Work required: Locate each line in the records containing "coordinates". Copy it.

Data shown:
****************************************

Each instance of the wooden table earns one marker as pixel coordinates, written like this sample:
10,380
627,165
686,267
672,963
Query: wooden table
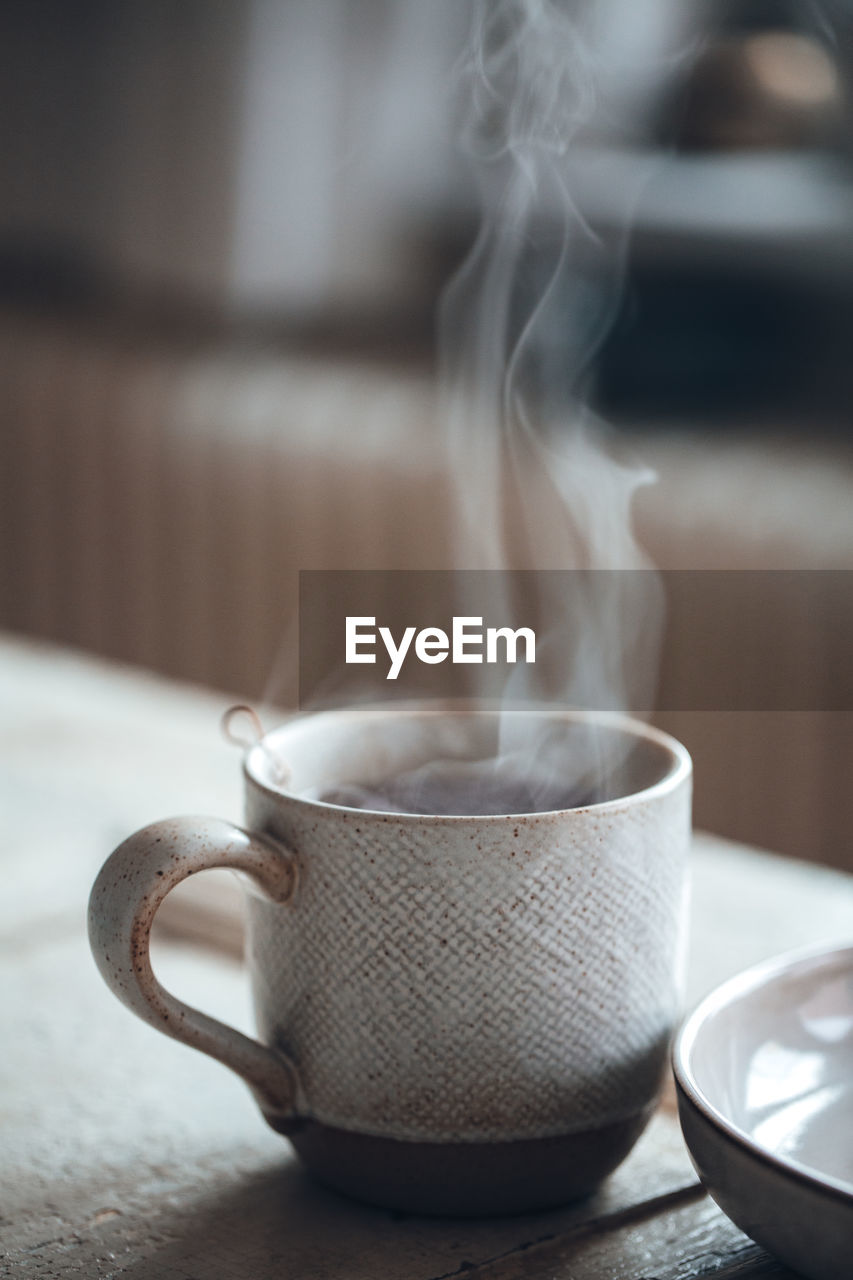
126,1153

****************************************

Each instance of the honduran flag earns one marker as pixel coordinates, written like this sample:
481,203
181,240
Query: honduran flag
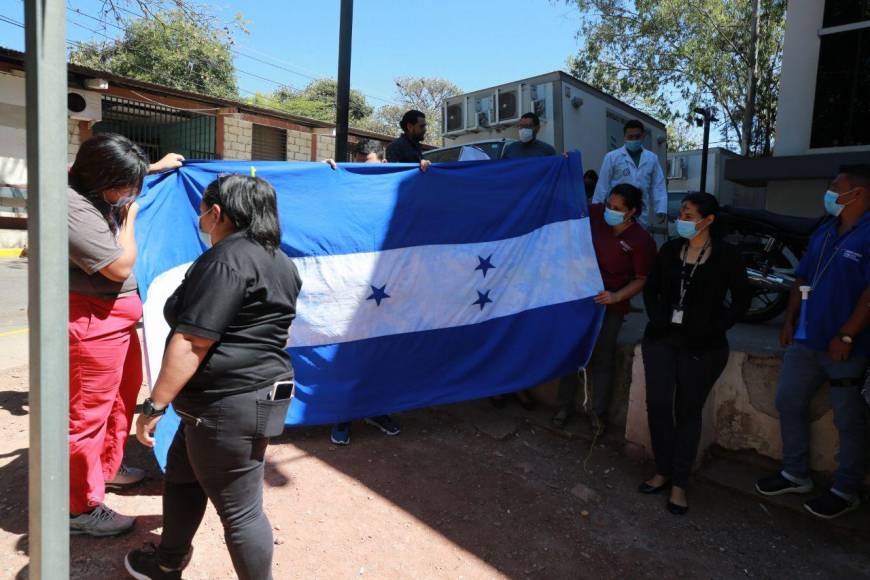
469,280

****************************************

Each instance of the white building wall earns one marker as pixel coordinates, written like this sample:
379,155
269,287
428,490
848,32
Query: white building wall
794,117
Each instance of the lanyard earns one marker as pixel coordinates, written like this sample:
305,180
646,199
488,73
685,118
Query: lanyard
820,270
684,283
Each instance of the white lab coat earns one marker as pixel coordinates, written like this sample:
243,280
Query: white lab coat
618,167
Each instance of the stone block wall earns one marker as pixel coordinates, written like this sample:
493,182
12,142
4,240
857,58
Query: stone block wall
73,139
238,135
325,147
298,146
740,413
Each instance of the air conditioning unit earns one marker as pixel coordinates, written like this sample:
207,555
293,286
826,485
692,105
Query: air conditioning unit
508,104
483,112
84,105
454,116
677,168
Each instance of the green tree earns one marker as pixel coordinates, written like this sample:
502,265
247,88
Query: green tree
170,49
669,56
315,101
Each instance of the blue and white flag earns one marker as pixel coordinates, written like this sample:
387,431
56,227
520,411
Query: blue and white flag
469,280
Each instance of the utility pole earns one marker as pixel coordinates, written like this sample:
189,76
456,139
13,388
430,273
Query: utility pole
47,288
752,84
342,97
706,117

****************************************

Finished exercise:
Each instance of the wooden table earns one marker as pixel coordinates, written like this sample:
Each instance of the honduran flag earns one marker as pixel coordinates, written like this sample:
Each instance of the white building wall earns one marker as pixel coordinates, written like this sample:
Each instance of the lanyard earns one marker as pixel coordinates, written like this sample:
Each instance of the white lab coat earns one marker as pixel coordinates, written like this sample:
Each instance of the stone block wall earns one marker as pixel coordinates, written like this sample:
Each instance of the air conditioning unit earns one marker as pixel coordinates, written like this sample:
Each instance of the green tree earns one marker as pixel coordinates, written like this sample:
Each instance of the blue and white flag earns one marker as pixel coordinates, written like this sample:
Each instance of the utility pole earns one marker as pixel coordinates, written like this sample:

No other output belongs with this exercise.